§ **PROBLEM DETAILS**:
Print every one of the items below, copying each line without any change.

§ **A block of data**:
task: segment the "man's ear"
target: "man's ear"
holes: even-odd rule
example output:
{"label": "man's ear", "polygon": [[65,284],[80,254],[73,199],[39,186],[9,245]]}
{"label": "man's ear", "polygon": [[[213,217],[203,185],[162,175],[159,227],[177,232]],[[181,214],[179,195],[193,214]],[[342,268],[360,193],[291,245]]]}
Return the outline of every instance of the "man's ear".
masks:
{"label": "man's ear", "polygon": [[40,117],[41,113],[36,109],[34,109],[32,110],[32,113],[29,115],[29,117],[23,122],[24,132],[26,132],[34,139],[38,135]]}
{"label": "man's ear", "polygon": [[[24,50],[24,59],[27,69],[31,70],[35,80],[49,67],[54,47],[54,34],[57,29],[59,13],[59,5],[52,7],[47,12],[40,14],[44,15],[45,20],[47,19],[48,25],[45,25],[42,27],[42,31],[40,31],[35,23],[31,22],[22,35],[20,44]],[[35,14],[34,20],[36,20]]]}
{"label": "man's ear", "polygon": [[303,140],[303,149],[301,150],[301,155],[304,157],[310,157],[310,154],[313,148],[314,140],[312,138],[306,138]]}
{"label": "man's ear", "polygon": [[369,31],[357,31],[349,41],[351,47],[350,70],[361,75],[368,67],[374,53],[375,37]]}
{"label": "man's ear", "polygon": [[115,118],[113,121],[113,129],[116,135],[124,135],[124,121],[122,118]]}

§ **IN RESPONSE**:
task: segment the "man's ear"
target: "man's ear"
holes: even-odd rule
example output:
{"label": "man's ear", "polygon": [[65,284],[80,254],[73,199],[39,186],[9,245]]}
{"label": "man's ear", "polygon": [[[213,217],[203,185],[162,175],[159,227],[177,232]],[[181,214],[179,195],[193,214]],[[342,268],[360,193],[291,245]]]}
Return the outline of every instance of the "man's ear".
masks:
{"label": "man's ear", "polygon": [[40,117],[41,113],[36,109],[34,109],[32,110],[32,113],[29,115],[29,117],[23,122],[24,132],[26,132],[34,139],[38,135]]}
{"label": "man's ear", "polygon": [[[24,50],[24,59],[27,69],[31,70],[35,80],[49,67],[54,47],[54,34],[57,29],[59,13],[59,5],[52,7],[47,12],[40,14],[44,15],[45,20],[47,19],[48,25],[45,25],[42,27],[42,31],[40,31],[35,23],[31,22],[22,35],[20,44]],[[35,14],[34,20],[36,20]]]}
{"label": "man's ear", "polygon": [[303,140],[303,149],[301,150],[301,155],[304,157],[310,157],[310,154],[313,148],[314,140],[312,138],[306,138]]}
{"label": "man's ear", "polygon": [[369,31],[357,31],[349,41],[351,47],[350,70],[361,75],[368,67],[374,53],[375,37]]}
{"label": "man's ear", "polygon": [[115,118],[113,121],[113,129],[116,135],[124,135],[124,121],[122,118]]}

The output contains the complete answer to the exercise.